- Tarefa 1: No trecho sobre a cirurgia da endomiocardiofibrose, quantos pacientes já tinham sido operados desde março de 1982?
- Tarefa 2: Prolongue o trecho sobre a cirurgia da endomiocardiofibrose, começando logo depois da última frase dele.

- Trecho selecionado:
□ □ □ □ □

DR. JOSÉ TELES DE MENDONÇA
Aracaju, SE

Gostaria de cumprimentar o Prof. Carlos Moraes pela pela excelência do trabalho apresentado, ressaltando a importância do que nos foi ensinado por ele, ao longo dos últimos dez anos. Iniciamos nossa experiência com o tratamento cirúrgico dessa patologia em março de 1982 e já tivemos a oportunidade de operar 15 pacientes. Nove tinham a forma biventricular, 4 do ventrículo direito e 2 do ventrículo esquerdo. A cirurgia realizada consistiu na endocardiectomia ventricular mais substituição das valvas atrioventriculares comprometidas. Houve um único óbito (6,6%) no pós-operatório imediato e dois no pós-operatório tardio. Quatro pacientes necessitaram de marcapasso permanente, sendo que 2 já tinham indicação antes da cirurgia (1 BAVT intermitente em 1 fibrilação atrial, com freqüência ventricular lenta. Dois desenvolveram BAVT durante o ato cirúrgico. Dos sobreviventes, 10 apresentaram uma boa evolução e 2 evoluem apenas satisfatoriamente. Utilizando o espírito imposto pelo autor, gostaria de comentar alguns pontos que julgamos importantes, no manuseio da endomiocardiofibrose. 1) A utilização sistemática do ecocardiograma bidimensional poderá favorecer o diagnóstico em um número maior de pacientes (áreas endêmicas), inclusive o diagnóstico na fase aguda (ultrassom colorido-Davies), bem como será de extrema valia no acompanhamento dos pacientes operados. 2) A cirurgia deve ser precoce, para evitar as lesões extracardíacas (hepáticas e pulmonares), mas, sobretudo, para evitar a progressão das lesões miocárdicas (atrofia e fibrose). 3) Deve-se evitar o acesso transventricular, preservando, assim, maior número possível de fibras musculares. 4) A cavidade decorticada permanece pequena no pós-operatório imediato e a válvula implantada deve, por esta razão, ser, obrigatoriamente, de baixo perfil. 5) A técnica preconizada por Metras contribuiu, decisivamente, para diminuir a incidência de bloqueios cirúrgicos. 6) A cirurgia é um método efetivo de tratamento; pode ser realizada com mortalidade relativamente baixa e muda favoravelmente a história natural dessa terrível doença.

□ □ □ □ □

- Dados:
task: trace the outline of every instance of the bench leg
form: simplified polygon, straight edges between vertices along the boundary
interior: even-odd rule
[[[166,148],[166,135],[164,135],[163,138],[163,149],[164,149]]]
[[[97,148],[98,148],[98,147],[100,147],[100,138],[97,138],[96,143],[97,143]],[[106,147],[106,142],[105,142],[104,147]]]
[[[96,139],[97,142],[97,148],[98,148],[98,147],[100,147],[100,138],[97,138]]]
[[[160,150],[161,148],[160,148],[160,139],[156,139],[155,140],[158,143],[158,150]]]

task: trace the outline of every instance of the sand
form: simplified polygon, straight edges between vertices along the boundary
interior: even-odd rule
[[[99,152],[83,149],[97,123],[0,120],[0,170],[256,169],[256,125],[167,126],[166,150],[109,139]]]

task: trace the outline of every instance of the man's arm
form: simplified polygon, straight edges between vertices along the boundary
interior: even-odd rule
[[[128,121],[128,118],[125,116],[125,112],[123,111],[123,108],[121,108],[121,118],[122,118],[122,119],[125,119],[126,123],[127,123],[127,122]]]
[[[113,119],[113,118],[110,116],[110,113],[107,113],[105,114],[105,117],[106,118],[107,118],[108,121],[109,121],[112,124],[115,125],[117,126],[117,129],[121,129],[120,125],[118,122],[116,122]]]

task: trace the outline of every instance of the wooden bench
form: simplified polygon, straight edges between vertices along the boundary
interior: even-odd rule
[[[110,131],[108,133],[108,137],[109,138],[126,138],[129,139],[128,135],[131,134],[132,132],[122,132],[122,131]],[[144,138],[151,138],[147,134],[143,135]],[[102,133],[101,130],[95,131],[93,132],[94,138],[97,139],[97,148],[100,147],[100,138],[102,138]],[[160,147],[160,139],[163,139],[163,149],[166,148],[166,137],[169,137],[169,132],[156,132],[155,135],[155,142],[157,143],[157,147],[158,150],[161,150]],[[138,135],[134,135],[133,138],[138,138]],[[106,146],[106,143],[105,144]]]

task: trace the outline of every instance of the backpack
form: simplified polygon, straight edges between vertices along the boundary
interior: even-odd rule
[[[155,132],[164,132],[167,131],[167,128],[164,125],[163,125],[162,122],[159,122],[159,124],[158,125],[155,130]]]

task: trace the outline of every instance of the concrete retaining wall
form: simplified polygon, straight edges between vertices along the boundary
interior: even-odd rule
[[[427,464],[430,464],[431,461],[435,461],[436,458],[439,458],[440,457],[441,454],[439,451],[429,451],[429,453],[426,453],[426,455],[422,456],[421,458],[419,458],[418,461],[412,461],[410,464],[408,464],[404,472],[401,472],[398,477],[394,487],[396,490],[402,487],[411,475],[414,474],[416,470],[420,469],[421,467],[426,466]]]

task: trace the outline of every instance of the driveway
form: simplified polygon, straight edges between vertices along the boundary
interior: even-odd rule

□ □ □ □ □

- Resposta esperada 1: 15 pacientes.

- Resposta esperada 2:
DR. NILZO RIBEIRO
Salvador, BA

Inicialmente, os meus cumprimentos ao Dr. Carlos Moraes e colaboradores, pelo brilhante trabalho apresentado. Quanto à nossa experiência, ela tem mostrado que existe um plano de clivagem nítido entre a fibrose e o miocárdio sadio. Deste modo, uma dissecção delicada permite uma ressecção perfeita desta carapaça, pois a fibrose é como um tecido aposto ao miocárdio. Qual a opinião do Dr. Moraes?

DR. MORAES
(Encerrando)

Inicialmente, gostaria de agradecer as palavras elogiosas dos comentadores. Eu concordo com todas as colocações do Dr. Teles, exceto que a via transventricular deva ser evitada. Continuo pensando que o acesso transventricular é útil em pacientes com fibrose do VE e discreta insuficiência mitral. Também concordo, inteiramente, com o Dr. Nilzo em que existe um plano de clivagem bem nítido entre a fibrose e o miocárdio subjacente, possibilitando umadecorticação perfeita. Para finalizar, gostaria de reiterar a minha filosofia em relação à cirurgia da EMF: trata-se de uma doença grave, a cirurgia implica em risco considerável e a avaliação tardia dos doentes operados é imprescindível, para que se possa tirar conclusões mais definitivas sobre esse tipo de procedimento.